Reproduce the records verbatim, starting at their first line and ending at the line that contains "115L76 127L69 157L80".

# Data listing
** Begin **
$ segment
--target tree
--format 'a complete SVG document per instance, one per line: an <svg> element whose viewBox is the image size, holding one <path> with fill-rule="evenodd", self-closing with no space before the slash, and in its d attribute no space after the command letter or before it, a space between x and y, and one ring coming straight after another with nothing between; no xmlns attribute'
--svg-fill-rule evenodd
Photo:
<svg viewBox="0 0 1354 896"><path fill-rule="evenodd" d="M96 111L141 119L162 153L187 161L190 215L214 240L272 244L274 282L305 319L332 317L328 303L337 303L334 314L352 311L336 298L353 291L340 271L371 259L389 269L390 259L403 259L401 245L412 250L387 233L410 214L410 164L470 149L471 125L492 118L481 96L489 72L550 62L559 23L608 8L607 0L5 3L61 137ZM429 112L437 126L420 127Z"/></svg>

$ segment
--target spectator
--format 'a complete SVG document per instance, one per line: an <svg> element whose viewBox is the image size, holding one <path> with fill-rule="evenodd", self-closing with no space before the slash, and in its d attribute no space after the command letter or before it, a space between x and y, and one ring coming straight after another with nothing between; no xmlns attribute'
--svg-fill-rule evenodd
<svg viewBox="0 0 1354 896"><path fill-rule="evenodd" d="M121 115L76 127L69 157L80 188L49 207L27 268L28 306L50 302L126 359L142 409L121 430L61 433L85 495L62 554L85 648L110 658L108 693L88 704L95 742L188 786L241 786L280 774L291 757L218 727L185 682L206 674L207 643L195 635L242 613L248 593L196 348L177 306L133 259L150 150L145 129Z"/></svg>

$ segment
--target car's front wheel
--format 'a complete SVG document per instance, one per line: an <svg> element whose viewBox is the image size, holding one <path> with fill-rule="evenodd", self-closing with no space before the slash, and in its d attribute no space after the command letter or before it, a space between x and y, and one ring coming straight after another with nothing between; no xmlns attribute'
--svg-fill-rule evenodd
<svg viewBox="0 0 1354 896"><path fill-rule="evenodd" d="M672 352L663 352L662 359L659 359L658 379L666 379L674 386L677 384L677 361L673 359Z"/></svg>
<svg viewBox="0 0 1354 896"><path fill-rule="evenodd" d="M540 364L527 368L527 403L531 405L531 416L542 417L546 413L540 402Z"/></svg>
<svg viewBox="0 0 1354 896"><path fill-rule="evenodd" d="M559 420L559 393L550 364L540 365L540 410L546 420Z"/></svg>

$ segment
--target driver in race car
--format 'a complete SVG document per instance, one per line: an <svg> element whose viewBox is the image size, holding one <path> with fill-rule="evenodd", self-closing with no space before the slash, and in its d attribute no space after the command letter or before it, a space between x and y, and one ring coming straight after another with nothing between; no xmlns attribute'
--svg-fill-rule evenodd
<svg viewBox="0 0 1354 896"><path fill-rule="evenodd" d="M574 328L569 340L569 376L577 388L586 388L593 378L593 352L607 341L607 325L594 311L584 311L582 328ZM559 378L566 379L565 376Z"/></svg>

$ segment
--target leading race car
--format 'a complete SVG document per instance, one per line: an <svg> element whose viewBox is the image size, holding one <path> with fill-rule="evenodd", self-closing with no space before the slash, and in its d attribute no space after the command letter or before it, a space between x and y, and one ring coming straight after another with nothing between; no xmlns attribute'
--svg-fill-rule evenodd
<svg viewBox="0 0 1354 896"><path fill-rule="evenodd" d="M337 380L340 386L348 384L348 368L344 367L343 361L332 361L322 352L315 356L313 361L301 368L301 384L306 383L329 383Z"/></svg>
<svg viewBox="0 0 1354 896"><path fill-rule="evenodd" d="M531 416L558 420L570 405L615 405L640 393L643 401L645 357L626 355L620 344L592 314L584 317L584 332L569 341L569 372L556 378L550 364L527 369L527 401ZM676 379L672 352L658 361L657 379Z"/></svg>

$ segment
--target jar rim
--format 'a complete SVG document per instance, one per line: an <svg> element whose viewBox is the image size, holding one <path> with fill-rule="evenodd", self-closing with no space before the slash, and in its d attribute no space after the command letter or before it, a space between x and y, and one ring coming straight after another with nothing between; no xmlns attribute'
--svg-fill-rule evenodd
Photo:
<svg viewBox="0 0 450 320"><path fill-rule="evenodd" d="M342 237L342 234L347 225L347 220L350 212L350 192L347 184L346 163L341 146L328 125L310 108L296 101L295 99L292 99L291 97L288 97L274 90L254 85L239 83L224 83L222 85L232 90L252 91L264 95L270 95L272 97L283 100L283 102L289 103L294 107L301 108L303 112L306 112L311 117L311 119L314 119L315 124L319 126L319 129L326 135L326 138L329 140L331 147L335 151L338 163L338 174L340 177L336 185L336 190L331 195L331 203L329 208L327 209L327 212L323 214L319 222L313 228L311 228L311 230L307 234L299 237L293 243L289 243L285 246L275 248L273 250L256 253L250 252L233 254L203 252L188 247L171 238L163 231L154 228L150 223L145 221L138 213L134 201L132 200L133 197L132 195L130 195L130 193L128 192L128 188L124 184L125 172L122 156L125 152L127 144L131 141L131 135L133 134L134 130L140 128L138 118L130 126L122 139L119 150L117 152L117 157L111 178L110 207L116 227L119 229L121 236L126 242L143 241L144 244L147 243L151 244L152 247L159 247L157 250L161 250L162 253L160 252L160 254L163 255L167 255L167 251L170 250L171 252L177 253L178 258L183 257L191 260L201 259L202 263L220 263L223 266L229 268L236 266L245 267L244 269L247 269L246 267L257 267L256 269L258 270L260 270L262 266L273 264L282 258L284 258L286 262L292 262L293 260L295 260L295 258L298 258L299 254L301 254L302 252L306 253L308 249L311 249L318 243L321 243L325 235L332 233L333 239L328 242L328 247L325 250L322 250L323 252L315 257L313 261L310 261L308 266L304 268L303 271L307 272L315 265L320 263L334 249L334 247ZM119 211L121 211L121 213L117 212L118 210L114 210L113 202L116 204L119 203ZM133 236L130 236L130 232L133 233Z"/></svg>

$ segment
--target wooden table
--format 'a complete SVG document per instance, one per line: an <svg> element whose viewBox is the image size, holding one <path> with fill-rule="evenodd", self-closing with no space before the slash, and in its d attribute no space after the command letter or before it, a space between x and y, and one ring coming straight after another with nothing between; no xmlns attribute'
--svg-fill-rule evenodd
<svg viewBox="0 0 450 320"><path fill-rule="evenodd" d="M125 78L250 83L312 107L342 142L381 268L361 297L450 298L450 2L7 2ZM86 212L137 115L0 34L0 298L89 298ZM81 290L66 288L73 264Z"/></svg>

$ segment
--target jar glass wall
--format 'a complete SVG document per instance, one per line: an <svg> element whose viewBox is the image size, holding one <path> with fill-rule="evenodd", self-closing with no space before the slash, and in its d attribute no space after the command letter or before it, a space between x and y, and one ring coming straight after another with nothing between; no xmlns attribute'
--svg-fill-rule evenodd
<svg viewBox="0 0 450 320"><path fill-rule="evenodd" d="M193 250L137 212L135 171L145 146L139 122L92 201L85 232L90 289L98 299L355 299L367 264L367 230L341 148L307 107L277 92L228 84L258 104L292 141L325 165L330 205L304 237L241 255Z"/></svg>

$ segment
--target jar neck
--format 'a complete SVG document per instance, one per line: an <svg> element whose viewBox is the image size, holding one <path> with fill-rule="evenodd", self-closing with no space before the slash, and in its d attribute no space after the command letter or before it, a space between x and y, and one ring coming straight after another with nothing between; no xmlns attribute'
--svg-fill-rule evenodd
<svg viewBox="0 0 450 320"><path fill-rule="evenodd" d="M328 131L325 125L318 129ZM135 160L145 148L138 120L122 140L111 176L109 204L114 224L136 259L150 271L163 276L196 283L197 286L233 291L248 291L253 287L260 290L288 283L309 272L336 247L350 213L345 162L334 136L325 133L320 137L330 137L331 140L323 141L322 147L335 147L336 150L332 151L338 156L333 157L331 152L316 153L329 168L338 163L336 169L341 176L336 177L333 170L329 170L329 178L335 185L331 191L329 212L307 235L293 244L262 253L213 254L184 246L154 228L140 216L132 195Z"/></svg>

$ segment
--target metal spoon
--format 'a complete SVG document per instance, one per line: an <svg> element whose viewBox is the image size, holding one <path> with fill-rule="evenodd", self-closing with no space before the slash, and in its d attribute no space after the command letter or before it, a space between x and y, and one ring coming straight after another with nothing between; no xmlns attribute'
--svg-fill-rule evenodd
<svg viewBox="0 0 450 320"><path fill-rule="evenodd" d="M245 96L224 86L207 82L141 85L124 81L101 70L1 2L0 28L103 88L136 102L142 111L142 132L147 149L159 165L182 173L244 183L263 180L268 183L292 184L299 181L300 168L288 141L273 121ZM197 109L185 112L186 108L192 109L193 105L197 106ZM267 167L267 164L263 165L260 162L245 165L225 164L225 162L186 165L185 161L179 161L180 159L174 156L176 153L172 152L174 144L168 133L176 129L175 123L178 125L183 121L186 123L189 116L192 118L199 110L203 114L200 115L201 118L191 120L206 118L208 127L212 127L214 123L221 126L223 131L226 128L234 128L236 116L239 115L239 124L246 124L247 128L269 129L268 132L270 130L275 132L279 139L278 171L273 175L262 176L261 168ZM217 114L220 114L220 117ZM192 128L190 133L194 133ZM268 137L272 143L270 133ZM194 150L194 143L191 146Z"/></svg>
** End **
# Task answer
$ segment
--target tree
--format 'a complete SVG document per instance, one per line: an <svg> element whose viewBox is the image size, holding one <path> with fill-rule="evenodd", self-closing with no space before the slash, and in its d attribute no space after the command letter or before it, a space between x and y, and one ring coming straight after another with nothing between; no xmlns attribute'
--svg-fill-rule evenodd
Photo:
<svg viewBox="0 0 1354 896"><path fill-rule="evenodd" d="M96 111L141 119L162 153L187 161L190 215L214 240L272 244L274 282L305 319L332 317L328 303L337 303L334 314L352 311L336 298L353 291L340 271L371 259L389 269L390 259L403 259L401 245L412 250L387 233L410 214L410 164L470 149L471 125L492 118L481 96L489 72L550 62L559 23L608 8L607 0L5 3L61 137ZM429 112L437 126L420 127Z"/></svg>

$ segment
--target spectator
--format 'a complete SVG document per instance, one per line: an <svg> element whose viewBox is the image size, holding one <path> with fill-rule="evenodd", self-closing with no space before the slash, and in its d attribute no space after the command letter or before it, a space between x and y, and one ring coming straight after another with nothing between; no xmlns attribute'
--svg-fill-rule evenodd
<svg viewBox="0 0 1354 896"><path fill-rule="evenodd" d="M121 115L76 127L69 157L80 188L49 207L27 268L28 306L50 302L126 359L142 409L121 430L61 433L85 495L62 554L85 648L110 658L108 693L88 704L95 742L188 786L241 786L280 774L291 757L218 727L185 682L206 674L207 643L195 635L242 613L248 593L196 348L177 306L133 259L150 150L145 129Z"/></svg>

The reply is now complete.